⟨

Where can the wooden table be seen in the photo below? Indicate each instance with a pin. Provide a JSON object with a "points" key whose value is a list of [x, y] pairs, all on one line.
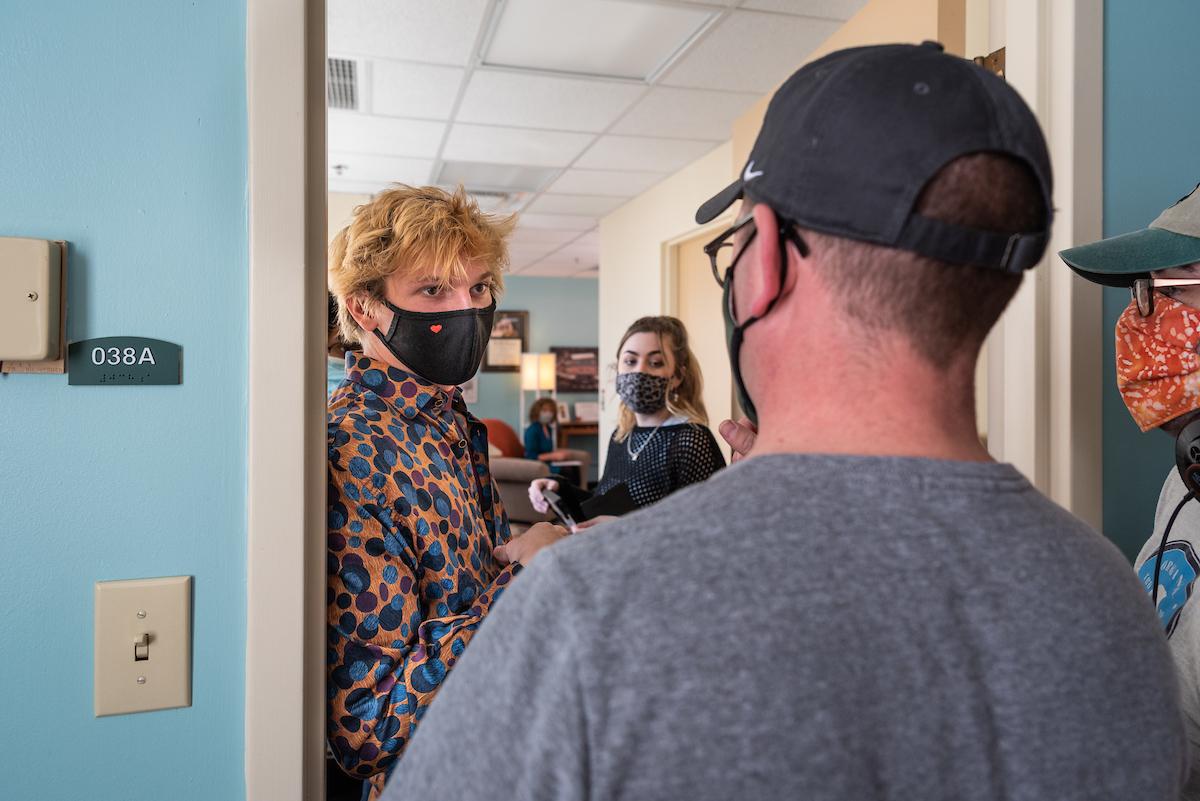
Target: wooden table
{"points": [[576, 428]]}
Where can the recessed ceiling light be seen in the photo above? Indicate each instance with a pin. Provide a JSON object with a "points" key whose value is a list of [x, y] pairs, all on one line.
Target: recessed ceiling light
{"points": [[610, 38]]}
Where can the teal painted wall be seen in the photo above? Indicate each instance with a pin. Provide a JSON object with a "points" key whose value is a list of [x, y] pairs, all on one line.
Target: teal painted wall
{"points": [[562, 312], [123, 130], [1151, 160]]}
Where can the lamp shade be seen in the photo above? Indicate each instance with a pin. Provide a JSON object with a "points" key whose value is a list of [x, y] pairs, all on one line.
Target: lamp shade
{"points": [[546, 372], [537, 372], [528, 372]]}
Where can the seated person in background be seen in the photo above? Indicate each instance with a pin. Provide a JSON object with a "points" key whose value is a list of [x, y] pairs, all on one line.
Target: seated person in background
{"points": [[1158, 375], [869, 607], [415, 524], [539, 441], [335, 350], [661, 443]]}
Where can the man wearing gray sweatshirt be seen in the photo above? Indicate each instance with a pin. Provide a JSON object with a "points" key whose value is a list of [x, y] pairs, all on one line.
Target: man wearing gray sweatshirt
{"points": [[868, 607]]}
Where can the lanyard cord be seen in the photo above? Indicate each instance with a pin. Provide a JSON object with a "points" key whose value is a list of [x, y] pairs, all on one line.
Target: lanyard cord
{"points": [[1162, 544]]}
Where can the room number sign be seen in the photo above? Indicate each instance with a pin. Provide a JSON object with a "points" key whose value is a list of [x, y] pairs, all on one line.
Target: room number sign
{"points": [[124, 361]]}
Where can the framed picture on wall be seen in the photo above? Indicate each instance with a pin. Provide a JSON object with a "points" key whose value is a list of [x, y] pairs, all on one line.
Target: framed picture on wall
{"points": [[510, 338], [577, 369]]}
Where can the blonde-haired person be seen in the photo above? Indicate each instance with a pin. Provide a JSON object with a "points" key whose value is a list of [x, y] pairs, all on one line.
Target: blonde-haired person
{"points": [[661, 443], [419, 543]]}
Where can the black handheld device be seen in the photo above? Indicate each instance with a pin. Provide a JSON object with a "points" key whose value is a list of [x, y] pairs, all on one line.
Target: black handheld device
{"points": [[558, 507]]}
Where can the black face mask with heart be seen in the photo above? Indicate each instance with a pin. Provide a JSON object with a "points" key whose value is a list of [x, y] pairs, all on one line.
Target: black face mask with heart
{"points": [[442, 347]]}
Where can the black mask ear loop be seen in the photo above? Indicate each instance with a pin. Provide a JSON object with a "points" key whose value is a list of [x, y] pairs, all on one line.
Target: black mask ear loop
{"points": [[786, 234]]}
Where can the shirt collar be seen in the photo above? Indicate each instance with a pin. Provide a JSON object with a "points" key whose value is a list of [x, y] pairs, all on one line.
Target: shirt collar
{"points": [[408, 392]]}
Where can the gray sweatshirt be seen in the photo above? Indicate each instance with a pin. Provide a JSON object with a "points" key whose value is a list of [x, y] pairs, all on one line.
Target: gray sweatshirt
{"points": [[816, 627]]}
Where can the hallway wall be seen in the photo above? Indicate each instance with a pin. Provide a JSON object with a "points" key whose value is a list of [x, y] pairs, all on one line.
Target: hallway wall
{"points": [[124, 132]]}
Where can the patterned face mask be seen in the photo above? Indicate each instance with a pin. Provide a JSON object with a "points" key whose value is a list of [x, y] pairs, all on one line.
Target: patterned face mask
{"points": [[1158, 369], [642, 392]]}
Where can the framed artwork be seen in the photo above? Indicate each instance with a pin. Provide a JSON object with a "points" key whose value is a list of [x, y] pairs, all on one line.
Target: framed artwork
{"points": [[577, 369], [510, 338]]}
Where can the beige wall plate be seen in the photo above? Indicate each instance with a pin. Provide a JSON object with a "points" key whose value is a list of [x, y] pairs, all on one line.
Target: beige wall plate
{"points": [[143, 652]]}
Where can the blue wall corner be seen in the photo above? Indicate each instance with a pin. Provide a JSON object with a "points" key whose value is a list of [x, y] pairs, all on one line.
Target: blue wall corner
{"points": [[1151, 160], [125, 133]]}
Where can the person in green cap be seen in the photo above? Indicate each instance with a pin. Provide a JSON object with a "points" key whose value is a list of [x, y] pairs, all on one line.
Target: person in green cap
{"points": [[1158, 377]]}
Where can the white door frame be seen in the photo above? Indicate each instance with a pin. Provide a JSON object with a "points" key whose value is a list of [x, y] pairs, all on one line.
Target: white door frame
{"points": [[286, 457], [1044, 357]]}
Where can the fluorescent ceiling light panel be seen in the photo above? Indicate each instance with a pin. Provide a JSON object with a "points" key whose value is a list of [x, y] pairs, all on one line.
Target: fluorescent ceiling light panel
{"points": [[612, 38], [361, 133], [497, 178], [537, 101], [439, 32], [421, 90], [478, 143]]}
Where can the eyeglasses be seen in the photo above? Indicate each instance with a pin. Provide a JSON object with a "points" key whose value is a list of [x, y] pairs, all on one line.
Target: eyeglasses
{"points": [[721, 253], [1143, 290]]}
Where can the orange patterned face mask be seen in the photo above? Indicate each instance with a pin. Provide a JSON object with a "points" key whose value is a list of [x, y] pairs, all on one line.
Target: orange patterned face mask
{"points": [[1158, 369]]}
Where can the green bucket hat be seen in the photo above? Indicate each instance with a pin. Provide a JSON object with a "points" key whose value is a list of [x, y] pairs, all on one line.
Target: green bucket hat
{"points": [[1173, 240]]}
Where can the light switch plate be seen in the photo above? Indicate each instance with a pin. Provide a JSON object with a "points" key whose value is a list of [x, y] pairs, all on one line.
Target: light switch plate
{"points": [[30, 283], [143, 651]]}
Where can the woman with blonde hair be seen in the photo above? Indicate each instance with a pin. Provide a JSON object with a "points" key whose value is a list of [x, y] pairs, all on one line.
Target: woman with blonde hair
{"points": [[419, 543], [661, 443]]}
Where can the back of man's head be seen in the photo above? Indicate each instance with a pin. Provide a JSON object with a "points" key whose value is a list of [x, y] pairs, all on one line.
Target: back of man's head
{"points": [[945, 311], [922, 181]]}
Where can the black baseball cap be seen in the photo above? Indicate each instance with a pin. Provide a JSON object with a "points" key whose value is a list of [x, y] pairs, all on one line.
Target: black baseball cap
{"points": [[851, 139]]}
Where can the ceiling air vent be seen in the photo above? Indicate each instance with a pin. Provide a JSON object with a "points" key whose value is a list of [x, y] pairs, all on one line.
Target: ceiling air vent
{"points": [[342, 83]]}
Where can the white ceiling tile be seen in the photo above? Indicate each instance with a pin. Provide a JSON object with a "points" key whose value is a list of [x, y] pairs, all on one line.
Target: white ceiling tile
{"points": [[532, 101], [780, 46], [828, 8], [384, 169], [592, 239], [478, 143], [598, 37], [550, 270], [354, 187], [523, 235], [558, 222], [643, 154], [361, 133], [438, 32], [615, 182], [529, 253], [425, 90], [575, 204], [685, 113]]}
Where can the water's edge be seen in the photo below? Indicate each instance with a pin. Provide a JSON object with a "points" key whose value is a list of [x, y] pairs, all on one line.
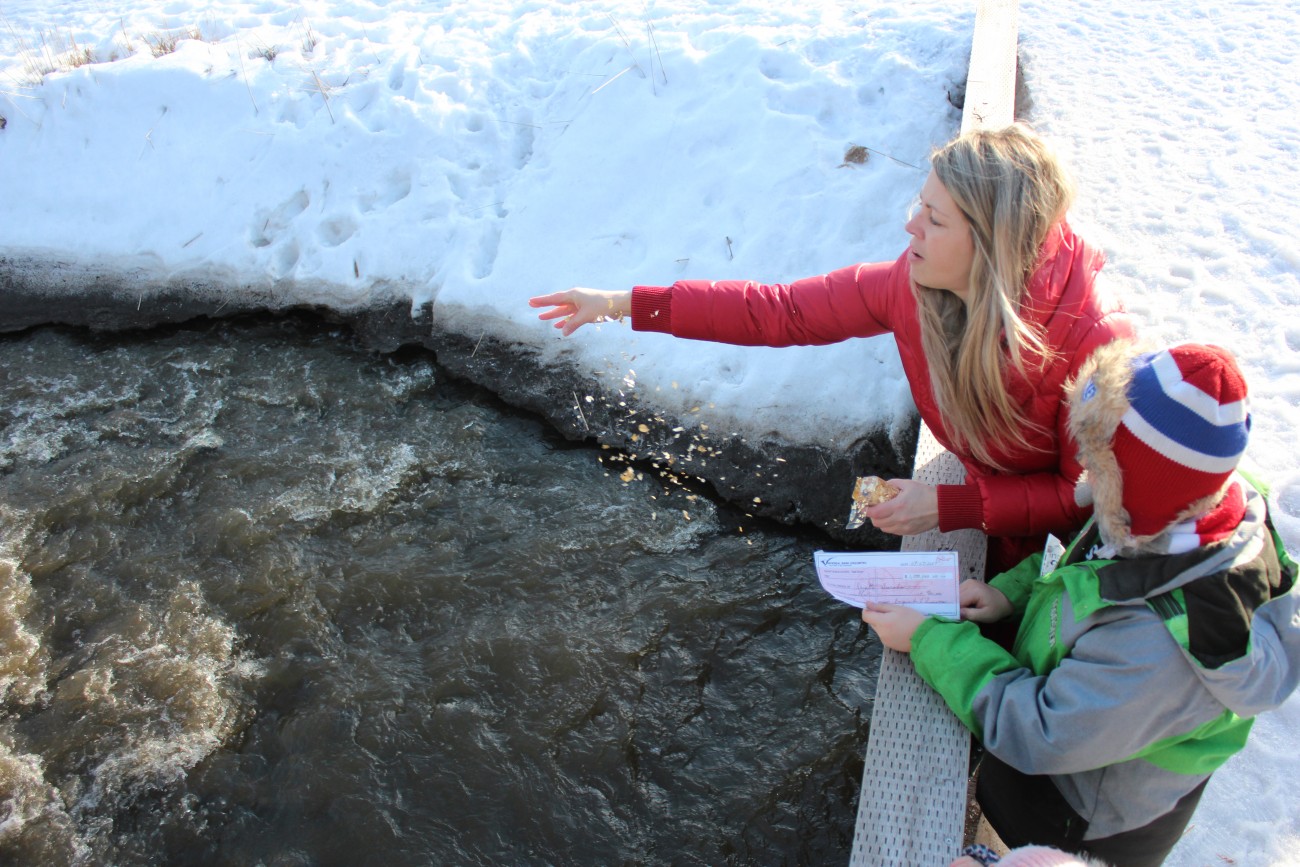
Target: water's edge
{"points": [[793, 482]]}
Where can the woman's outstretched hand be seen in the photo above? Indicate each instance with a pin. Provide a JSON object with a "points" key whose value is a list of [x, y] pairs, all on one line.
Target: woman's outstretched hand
{"points": [[576, 307], [913, 511]]}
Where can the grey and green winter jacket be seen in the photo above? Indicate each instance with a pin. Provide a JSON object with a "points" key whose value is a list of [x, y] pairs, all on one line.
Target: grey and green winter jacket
{"points": [[1131, 680]]}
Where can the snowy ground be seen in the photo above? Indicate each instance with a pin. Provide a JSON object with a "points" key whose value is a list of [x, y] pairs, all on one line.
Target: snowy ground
{"points": [[482, 152]]}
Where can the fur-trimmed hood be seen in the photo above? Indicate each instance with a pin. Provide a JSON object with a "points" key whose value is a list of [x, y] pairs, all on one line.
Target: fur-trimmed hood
{"points": [[1099, 399]]}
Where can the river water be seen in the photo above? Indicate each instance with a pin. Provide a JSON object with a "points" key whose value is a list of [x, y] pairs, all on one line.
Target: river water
{"points": [[269, 598]]}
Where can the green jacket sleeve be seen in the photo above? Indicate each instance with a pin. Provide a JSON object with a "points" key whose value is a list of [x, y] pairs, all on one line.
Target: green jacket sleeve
{"points": [[957, 662]]}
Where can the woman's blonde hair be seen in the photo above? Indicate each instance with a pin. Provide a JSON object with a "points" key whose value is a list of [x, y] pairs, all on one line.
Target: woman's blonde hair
{"points": [[1012, 189]]}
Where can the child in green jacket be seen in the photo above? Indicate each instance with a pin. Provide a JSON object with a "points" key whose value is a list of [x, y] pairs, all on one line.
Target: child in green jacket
{"points": [[1142, 658]]}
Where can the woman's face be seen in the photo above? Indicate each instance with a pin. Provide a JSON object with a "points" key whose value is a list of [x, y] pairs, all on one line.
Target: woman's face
{"points": [[941, 248]]}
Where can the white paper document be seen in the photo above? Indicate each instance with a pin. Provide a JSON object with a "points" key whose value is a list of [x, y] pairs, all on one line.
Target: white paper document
{"points": [[922, 580]]}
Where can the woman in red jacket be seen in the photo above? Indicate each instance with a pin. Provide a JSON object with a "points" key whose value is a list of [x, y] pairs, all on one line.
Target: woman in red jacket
{"points": [[993, 304]]}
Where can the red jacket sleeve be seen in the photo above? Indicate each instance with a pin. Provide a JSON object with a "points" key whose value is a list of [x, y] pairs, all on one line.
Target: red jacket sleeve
{"points": [[859, 300]]}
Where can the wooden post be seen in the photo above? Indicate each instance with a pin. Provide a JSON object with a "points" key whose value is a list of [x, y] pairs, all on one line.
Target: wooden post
{"points": [[911, 811]]}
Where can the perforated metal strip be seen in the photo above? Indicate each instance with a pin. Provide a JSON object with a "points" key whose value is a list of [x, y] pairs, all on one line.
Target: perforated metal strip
{"points": [[911, 811]]}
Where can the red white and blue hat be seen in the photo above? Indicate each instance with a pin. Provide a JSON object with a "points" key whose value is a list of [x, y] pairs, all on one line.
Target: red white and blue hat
{"points": [[1160, 434]]}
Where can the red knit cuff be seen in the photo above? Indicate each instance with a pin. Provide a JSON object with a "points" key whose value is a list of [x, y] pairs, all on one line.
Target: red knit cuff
{"points": [[651, 308], [960, 508]]}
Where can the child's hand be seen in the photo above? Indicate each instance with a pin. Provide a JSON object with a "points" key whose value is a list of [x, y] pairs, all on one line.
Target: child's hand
{"points": [[893, 624], [983, 603]]}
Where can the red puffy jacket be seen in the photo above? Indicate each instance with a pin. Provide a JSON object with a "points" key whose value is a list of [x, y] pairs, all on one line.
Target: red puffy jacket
{"points": [[1014, 507]]}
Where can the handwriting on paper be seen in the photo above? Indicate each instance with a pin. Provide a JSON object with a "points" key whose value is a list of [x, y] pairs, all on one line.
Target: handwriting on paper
{"points": [[922, 580]]}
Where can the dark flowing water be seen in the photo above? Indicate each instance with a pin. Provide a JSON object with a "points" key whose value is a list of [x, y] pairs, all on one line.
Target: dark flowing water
{"points": [[267, 598]]}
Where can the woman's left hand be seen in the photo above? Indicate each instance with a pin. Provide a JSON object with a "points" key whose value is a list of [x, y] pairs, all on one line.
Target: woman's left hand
{"points": [[913, 511], [893, 624]]}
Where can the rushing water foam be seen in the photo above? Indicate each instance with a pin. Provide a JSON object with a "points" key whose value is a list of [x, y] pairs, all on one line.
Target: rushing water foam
{"points": [[271, 598]]}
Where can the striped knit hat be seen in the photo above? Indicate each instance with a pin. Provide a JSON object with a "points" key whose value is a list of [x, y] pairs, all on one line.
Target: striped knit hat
{"points": [[1158, 433]]}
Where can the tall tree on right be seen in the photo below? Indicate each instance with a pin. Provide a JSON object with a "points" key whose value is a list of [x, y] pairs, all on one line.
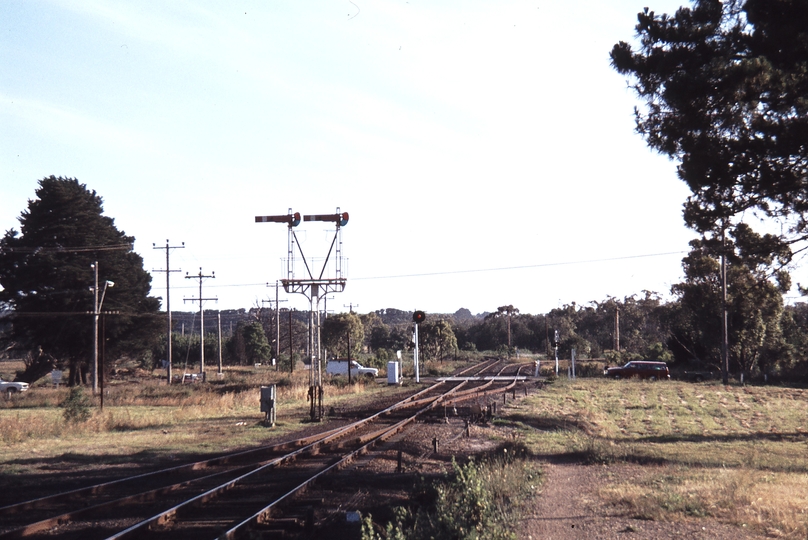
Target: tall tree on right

⟩

● **Stated problem**
Each line from the one that contains "Where can the striped" through the end of the records should be restated exactly; include both end lines and leave any pictures out.

● **Response to the exercise**
Where can the striped knit hat be seen in the photo above? Indicate each instance with a pin. Provide a JSON object with a "points" key whose value is a list of [x, y] pairs, all on one line.
Target: striped knit hat
{"points": [[1158, 433]]}
Where can the tall tree on right be seen in the photo below? Indicate each instance with a pin. Provide a JSON object with a "points" key whose value is a list of [x, y] pairs, all on one line.
Target: tall tree on right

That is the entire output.